— begin SOURCE EXCERPT —
From: Tvrtko Ursulin <tvrtko.ursulin@linux.intel.com>
To: John Harrison <john.c.harrison@intel.com>,
Intel-GFX@Lists.FreeDesktop.Org
Cc: DRI-Devel@Lists.FreeDesktop.Org
Subject: Re: [Intel-gfx] [PATCH 3/4] drm/i915/guc: Look for a guilty context when an engine reset fails
Date: Mon, 16 Jan 2023 12:43:31 +0000 [thread overview]
Message-ID: <195b373c-f98e-306f-40aa-1f028d27a77f@linux.intel.com> (raw)
In-Reply-To: <f3749fe9-56c9-dcb7-d1bc-bfd57bee668c@intel.com>
On 14/01/2023 01:27, John Harrison wrote:
> On 1/13/2023 01:22, Tvrtko Ursulin wrote:
>> On 12/01/2023 20:59, John Harrison wrote:
>>> On 1/12/2023 02:15, Tvrtko Ursulin wrote:
>>>> On 12/01/2023 02:53, John.C.Harrison@Intel.com wrote:
>>>>> From: John Harrison <John.C.Harrison@Intel.com>
>>>>>
>>>>> Engine resets are supposed to never fail. But in the case when one
>>>>> does (due to unknown reasons that normally come down to a missing
>>>>> w/a), it is useful to get as much information out of the system as
>>>>> possible. Given that the GuC effectively dies on such a situation, it
>>>>> is not possible to get a guilty context notification back. So do a
>>>>> manual search instead. Given that GuC is dead, this is safe because
>>>>> GuC won't be changing the engine state asynchronously.
>>>>>
>>>>> Signed-off-by: John Harrison <John.C.Harrison@Intel.com>
>>>>> ---
>>>>> .../gpu/drm/i915/gt/uc/intel_guc_submission.c | 17
>>>>> +++++++++++++++--
>>>>> 1 file changed, 15 insertions(+), 2 deletions(-)
>>>>>
>>>>> diff --git a/drivers/gpu/drm/i915/gt/uc/intel_guc_submission.c
>>>>> b/drivers/gpu/drm/i915/gt/uc/intel_guc_submission.c
>>>>> index b436dd7f12e42..99d09e3394597 100644
>>>>> --- a/drivers/gpu/drm/i915/gt/uc/intel_guc_submission.c
>>>>> +++ b/drivers/gpu/drm/i915/gt/uc/intel_guc_submission.c
>>>>> @@ -4754,11 +4754,24 @@ static void reset_fail_worker_func(struct
>>>>> work_struct *w)
>>>>> guc->submission_state.reset_fail_mask = 0;
>>>>> spin_unlock_irqrestore(&guc->submission_state.lock, flags);
>>>>> - if (likely(reset_fail_mask))
>>>>> + if (likely(reset_fail_mask)) {
>>>>> + struct intel_engine_cs *engine;
>>>>> + enum intel_engine_id id;
>>>>> +
>>>>> + /*
>>>>> + * GuC is toast at this point - it dead loops after
>>>>> sending the failed
>>>>> + * reset notification. So need to manually determine the
>>>>> guilty context.
— end SOURCE EXCERPT —
— begin GIVEN DATA —
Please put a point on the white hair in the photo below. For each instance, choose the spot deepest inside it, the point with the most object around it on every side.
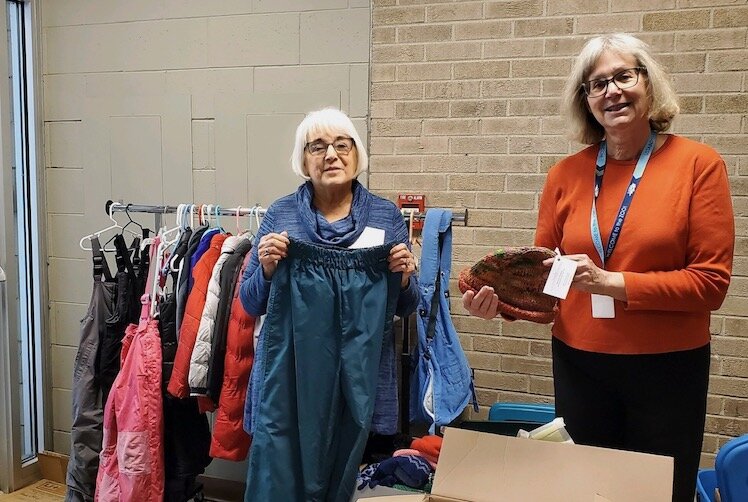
(326, 121)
— end GIVEN DATA —
PROBLEMS TO SOLVE
**a)** Answer these questions about the GuC reset patch thread:
(i) On what date and at what time was Tvrtko Ursulin's reply sent?
(ii) According to the patch description, why is it not possible to get a guilty context notification back when an engine reset fails?
(iii) How many insertions and deletions does the patch make?
**b)** Pick up the GuC reset patch thread from the point where it stops, and continue it.
The listing has no part in this work.

EXPECTED OUTPUTS
**a)**
(i) Mon, 16 Jan 2023 12:43:31 +0000
(ii) Because the GuC effectively dies in that situation.
(iii) 15 insertions and 2 deletions.

**b)**
>>>>> + * Note that it should be safe/reliable to do this here
>>>>> because the GuC
>>>>> + * is toast and will not be scheduling behind the KMD's back.
>>>>> + */
>>>>> + for_each_engine_masked(engine, gt, reset_fail_mask, id)
>>>>> + intel_guc_find_hung_context(engine);
>>>>> +
>>>>> intel_gt_handle_error(gt, reset_fail_mask,
>>>>> I915_ERROR_CAPTURE,
>>>>> - "GuC failed to reset engine mask=0x%x\n",
>>>>> + "GuC failed to reset engine mask=0x%x",
>>>>> reset_fail_mask);
>>>>> + }
>>>>> }
>>>>> int intel_guc_engine_failure_process_msg(struct intel_guc *guc,
>>>>
>>>> This one I don't feel "at home" enough to r-b. Just a question - can
>>>> we be sure at this point that GuC is 100% stuck and there isn't a
>>>> chance it somehow comes alive and starts running in parallel (being
>>>> driven in parallel by a different "thread" in i915), interfering
>>>> with the assumption made in the comment?
>>> The GuC API definition for the engine reset failure notification is
>>> that GuC will dead loop itself after sending - to quote "This is a
>>> catastrophic failure that requires a full GT reset, or FLR to
>>> recover.". So yes, GuC is 100% stuck and is not going to self
>>> recover. Guaranteed. If that changes in the future then that would be
>>> a backwards breaking API change and would require a corresponding
>>> driver update to go with supporting the new GuC firmware version.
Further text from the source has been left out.